==== SOURCE INFORMATION ====

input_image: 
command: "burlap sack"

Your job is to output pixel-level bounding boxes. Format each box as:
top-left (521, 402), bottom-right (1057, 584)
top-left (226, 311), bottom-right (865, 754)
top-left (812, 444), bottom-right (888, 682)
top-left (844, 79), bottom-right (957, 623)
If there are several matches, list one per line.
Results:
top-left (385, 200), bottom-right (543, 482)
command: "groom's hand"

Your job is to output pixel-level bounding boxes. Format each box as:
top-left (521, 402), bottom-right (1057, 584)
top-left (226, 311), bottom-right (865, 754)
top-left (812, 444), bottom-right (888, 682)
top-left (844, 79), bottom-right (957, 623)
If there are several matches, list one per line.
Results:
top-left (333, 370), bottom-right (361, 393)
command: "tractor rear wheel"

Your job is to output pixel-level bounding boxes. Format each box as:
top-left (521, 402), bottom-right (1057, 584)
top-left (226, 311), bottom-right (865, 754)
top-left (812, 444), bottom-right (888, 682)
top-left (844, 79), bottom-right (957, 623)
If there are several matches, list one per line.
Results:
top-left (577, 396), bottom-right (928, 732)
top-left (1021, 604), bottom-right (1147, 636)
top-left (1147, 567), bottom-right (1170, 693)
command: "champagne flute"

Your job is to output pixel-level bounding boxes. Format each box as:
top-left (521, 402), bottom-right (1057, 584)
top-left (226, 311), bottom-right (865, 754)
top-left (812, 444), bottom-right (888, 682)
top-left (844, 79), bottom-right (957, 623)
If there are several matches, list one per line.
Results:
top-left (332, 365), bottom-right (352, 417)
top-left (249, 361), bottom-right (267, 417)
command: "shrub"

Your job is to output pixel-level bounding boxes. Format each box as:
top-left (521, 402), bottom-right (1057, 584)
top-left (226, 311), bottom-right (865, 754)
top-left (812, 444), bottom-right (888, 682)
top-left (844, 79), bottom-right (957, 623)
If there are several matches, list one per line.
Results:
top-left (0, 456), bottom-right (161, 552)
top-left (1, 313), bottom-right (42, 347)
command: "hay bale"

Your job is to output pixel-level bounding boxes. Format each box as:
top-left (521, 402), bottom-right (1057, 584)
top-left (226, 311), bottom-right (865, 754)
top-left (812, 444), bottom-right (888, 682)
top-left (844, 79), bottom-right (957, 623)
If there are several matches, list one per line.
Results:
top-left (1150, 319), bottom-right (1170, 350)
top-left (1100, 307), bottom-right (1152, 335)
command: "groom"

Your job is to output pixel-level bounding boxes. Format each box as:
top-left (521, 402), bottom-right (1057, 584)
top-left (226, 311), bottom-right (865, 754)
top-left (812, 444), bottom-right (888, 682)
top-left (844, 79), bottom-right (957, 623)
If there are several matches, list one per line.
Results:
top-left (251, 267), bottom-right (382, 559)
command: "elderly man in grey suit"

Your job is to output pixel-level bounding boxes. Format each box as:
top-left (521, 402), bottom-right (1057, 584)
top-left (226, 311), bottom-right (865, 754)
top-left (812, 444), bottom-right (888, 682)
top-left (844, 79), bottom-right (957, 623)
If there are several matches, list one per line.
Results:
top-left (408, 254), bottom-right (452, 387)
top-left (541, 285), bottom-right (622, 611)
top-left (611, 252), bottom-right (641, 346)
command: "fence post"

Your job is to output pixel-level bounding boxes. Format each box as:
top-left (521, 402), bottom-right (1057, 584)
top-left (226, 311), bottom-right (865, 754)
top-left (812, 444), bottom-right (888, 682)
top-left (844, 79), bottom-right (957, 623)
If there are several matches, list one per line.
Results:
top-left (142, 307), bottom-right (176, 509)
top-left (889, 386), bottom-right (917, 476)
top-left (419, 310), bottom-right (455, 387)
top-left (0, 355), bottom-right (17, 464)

====

#### WHAT IS BEING ASKED
Please find the lines in the data that contain the word "command" and copy them.

#### ANSWER TO THIS EXERCISE
command: "burlap sack"
command: "groom's hand"
command: "tractor rear wheel"
command: "champagne flute"
command: "shrub"
command: "hay bale"
command: "groom"
command: "elderly man in grey suit"
command: "fence post"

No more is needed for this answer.